Records from a collection:

• • •

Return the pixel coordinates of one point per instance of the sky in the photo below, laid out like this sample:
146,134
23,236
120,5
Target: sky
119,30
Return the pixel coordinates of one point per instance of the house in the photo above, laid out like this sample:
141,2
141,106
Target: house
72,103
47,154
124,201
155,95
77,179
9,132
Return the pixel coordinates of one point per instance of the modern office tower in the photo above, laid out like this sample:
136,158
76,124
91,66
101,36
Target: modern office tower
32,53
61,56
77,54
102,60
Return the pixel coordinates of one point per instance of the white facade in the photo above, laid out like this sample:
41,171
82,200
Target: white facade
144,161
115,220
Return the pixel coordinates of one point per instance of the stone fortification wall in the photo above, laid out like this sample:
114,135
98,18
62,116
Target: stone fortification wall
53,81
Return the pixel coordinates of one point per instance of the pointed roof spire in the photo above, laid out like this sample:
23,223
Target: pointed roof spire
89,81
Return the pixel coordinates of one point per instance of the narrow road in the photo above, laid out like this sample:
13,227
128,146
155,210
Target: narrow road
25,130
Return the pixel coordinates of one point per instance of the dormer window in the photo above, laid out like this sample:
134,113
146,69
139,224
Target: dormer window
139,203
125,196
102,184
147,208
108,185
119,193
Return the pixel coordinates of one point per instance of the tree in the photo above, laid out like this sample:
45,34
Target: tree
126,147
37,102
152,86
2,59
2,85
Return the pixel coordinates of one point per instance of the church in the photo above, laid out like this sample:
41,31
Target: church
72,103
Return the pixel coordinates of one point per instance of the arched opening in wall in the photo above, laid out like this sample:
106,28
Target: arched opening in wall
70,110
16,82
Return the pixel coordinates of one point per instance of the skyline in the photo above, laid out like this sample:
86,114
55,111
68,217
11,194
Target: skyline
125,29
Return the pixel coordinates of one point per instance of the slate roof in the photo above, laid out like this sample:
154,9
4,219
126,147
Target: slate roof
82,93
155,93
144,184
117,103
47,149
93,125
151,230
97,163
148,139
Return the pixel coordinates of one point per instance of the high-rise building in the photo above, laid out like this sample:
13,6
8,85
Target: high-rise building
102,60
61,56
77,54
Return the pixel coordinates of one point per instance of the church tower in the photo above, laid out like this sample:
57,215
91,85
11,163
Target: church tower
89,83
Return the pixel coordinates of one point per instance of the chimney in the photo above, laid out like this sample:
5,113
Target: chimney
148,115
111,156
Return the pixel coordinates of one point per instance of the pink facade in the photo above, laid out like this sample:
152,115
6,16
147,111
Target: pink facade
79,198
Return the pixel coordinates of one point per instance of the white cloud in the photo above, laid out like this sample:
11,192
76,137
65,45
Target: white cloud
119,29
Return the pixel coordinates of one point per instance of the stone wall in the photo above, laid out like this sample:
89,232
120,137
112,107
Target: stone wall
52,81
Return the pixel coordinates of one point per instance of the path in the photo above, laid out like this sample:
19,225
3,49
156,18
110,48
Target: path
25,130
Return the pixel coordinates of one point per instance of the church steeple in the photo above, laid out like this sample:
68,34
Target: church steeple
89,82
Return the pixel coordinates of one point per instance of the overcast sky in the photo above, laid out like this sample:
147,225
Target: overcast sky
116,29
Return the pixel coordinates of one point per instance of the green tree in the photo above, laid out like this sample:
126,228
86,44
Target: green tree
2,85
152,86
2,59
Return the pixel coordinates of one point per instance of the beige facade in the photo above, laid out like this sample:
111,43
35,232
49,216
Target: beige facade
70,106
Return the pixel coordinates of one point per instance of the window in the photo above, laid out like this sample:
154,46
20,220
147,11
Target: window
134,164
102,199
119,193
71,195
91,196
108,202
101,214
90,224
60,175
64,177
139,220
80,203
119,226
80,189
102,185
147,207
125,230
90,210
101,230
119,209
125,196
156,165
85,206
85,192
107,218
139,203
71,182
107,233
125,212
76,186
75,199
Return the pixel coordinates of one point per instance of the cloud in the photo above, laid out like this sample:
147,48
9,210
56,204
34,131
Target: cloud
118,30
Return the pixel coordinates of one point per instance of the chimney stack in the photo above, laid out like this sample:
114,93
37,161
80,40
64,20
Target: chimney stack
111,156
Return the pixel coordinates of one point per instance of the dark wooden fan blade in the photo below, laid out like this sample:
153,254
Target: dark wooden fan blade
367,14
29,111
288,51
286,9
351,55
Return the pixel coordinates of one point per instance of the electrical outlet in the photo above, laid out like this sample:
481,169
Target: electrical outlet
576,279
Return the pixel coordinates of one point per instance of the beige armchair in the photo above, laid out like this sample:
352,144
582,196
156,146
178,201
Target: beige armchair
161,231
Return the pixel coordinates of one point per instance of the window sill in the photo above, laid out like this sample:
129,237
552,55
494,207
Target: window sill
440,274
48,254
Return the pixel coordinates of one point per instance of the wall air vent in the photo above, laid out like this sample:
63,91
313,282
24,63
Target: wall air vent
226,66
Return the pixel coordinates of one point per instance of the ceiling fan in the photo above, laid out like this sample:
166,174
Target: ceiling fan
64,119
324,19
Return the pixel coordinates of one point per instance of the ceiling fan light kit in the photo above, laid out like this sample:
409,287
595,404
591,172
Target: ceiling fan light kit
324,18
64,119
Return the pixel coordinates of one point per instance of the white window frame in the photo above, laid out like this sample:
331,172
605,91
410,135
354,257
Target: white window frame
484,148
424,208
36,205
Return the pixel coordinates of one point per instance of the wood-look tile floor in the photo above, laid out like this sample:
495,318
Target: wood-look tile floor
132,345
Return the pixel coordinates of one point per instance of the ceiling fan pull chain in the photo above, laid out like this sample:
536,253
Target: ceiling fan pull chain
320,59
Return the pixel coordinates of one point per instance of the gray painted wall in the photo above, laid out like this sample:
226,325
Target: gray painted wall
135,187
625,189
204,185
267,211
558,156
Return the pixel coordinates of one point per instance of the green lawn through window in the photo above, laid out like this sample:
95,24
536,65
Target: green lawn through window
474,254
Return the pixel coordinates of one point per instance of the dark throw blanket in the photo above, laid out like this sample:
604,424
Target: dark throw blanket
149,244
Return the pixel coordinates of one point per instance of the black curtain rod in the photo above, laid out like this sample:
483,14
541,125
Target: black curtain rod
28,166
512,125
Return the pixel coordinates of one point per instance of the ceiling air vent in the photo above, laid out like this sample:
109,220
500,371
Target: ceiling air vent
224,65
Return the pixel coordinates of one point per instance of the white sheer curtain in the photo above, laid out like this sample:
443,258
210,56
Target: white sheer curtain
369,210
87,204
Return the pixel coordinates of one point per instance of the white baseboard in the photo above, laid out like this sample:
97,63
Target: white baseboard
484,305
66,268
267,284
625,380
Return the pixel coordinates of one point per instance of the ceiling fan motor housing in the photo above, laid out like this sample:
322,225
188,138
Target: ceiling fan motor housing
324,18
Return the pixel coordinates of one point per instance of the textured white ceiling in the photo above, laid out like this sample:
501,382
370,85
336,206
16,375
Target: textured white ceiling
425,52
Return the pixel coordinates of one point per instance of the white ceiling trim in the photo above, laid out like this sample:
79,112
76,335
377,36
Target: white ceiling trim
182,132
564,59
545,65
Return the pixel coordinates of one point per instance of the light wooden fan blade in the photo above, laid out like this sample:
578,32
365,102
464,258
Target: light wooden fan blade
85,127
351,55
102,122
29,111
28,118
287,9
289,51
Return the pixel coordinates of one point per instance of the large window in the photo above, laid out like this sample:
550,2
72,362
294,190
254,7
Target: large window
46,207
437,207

• • •

Required action: Isolate the lines above that contain the word "below" and copy them.

Response to the task:
Return the pixel coordinates of one point per instance of the sky in the photo below, laid out like this sample:
Return the pixel coordinates of one point per instance of the dark wooden fan blade in the photo below, laid out like this sample:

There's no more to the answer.